── Material for this task

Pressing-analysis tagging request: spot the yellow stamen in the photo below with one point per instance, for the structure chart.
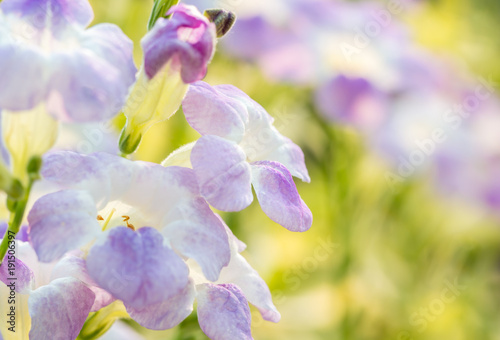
(108, 219)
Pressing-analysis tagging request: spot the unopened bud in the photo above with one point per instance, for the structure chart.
(223, 20)
(160, 9)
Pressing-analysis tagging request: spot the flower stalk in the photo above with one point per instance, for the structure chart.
(18, 208)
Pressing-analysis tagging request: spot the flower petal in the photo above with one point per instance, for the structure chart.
(50, 14)
(222, 172)
(187, 38)
(261, 140)
(291, 156)
(60, 222)
(212, 113)
(156, 190)
(197, 233)
(92, 84)
(168, 313)
(101, 174)
(59, 310)
(22, 67)
(74, 266)
(47, 55)
(240, 273)
(180, 156)
(279, 197)
(136, 267)
(223, 312)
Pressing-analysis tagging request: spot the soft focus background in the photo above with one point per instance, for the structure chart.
(396, 106)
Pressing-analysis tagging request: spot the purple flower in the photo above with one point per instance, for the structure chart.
(55, 298)
(353, 101)
(138, 264)
(223, 311)
(187, 41)
(240, 147)
(176, 52)
(48, 57)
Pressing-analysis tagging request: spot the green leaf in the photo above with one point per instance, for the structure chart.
(160, 9)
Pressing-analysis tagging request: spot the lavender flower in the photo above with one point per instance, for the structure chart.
(176, 53)
(240, 147)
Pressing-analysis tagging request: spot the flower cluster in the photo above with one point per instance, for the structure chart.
(415, 109)
(108, 235)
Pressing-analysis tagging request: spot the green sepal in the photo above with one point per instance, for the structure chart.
(101, 321)
(160, 9)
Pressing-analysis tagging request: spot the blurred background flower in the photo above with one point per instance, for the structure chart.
(396, 106)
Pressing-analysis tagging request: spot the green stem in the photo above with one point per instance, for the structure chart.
(16, 218)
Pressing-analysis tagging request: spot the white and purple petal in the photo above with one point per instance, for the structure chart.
(197, 233)
(223, 312)
(222, 172)
(59, 310)
(136, 267)
(240, 273)
(187, 40)
(278, 196)
(50, 14)
(47, 55)
(166, 314)
(76, 267)
(211, 112)
(23, 277)
(62, 221)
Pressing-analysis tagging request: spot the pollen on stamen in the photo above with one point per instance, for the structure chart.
(129, 225)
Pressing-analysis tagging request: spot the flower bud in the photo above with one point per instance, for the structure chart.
(160, 10)
(28, 135)
(223, 20)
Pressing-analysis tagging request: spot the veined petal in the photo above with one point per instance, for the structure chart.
(279, 197)
(69, 214)
(59, 310)
(212, 113)
(228, 112)
(289, 154)
(180, 157)
(222, 172)
(102, 175)
(156, 190)
(136, 267)
(47, 55)
(240, 273)
(197, 233)
(166, 314)
(223, 312)
(91, 84)
(187, 40)
(50, 14)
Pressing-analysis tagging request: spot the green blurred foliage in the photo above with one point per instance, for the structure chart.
(392, 250)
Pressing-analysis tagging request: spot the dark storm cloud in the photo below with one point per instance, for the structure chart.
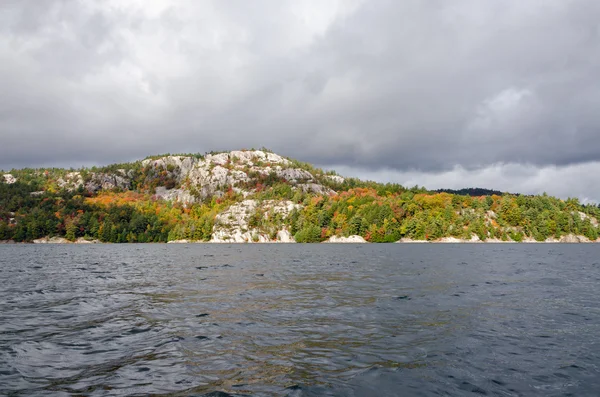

────

§ **What the exercise asks**: From the first line to the last, retype the material exactly and exclude the pictures.

§ **Expected answer**:
Pressing-analysis tagging request: spot the yellow stamen in the photo below with one point per instance, for the structure chart.
(108, 219)
Pressing-analysis tagging request: spot the unopened bud in the photo above with one point per instance, for the structure chart.
(223, 20)
(160, 9)
Pressing-analysis tagging request: spot the flower stalk in the photo above with one point per instance, for the structure chart.
(18, 208)
Pressing-analysis tagging request: spot the flower petal in the photo above with one point per instance, for the structure chart.
(50, 14)
(222, 172)
(187, 38)
(261, 140)
(291, 156)
(60, 222)
(212, 113)
(156, 190)
(197, 233)
(92, 84)
(168, 313)
(101, 174)
(59, 310)
(22, 67)
(74, 266)
(47, 55)
(240, 273)
(180, 156)
(279, 197)
(136, 267)
(223, 312)
Pressing-analysis tagging request: spot the soft focus background in the photo above with one point per instance, for the structure chart.
(396, 106)
Pressing-analysis tagging request: spot the purple flower in the photo above with one point per instance, for the structure chart.
(55, 298)
(353, 101)
(138, 264)
(223, 311)
(187, 41)
(240, 147)
(176, 52)
(48, 57)
Pressing-analysis tagging request: spot the green leaf in the photo above with one point per instance, for the structure chart.
(160, 9)
Pressing-analysis tagging request: spot the lavender flower in the photo above with one point per instance, for the structure chart.
(176, 53)
(240, 147)
Pressing-analysis tagging request: spot the flower cluster in the photo above with one point per instance, for the structure chart.
(415, 109)
(108, 235)
Pressing-analysis tagging request: spot the green sepal in the photo above with one point per instance, for the structure chart.
(101, 321)
(160, 9)
Pressing-analysis tagging request: spot the blurred background flower in the photo above with one point per instance, for the structure chart.
(396, 106)
Pressing-analysis tagging request: spot the green stem in the photo above with one point per instance, for the structure chart.
(16, 218)
Pressing-analysis tagging request: spot the white and purple petal in the photo above with one point per instance, for the structure chart.
(197, 233)
(223, 312)
(222, 172)
(59, 310)
(136, 267)
(240, 273)
(187, 40)
(278, 196)
(50, 14)
(47, 55)
(166, 314)
(76, 267)
(211, 112)
(23, 277)
(62, 221)
Pressing-analysis tagging request: spot the pollen on stamen in the photo above with one point per instance, for the structure chart.
(129, 225)
Pressing-analysis tagging request: spot the flower bud in the photo above with one point per instance, for the structure chart.
(160, 10)
(28, 135)
(223, 20)
Pressing-analysis tagging request: spot the veined petal in the photo above with one point per instance, for the structure chart.
(279, 197)
(69, 214)
(59, 310)
(212, 113)
(228, 112)
(289, 154)
(180, 157)
(222, 172)
(102, 175)
(156, 190)
(136, 267)
(47, 55)
(240, 273)
(197, 233)
(166, 314)
(223, 312)
(91, 84)
(187, 40)
(50, 14)
Pressing-analysis tagging request: spot the green blurred foliage in the photo above with one point per instance, for the structure chart.
(392, 250)
Pressing-analysis tagging request: spot the dark storm cloud in the photo below with one point per instance, for the structure chart.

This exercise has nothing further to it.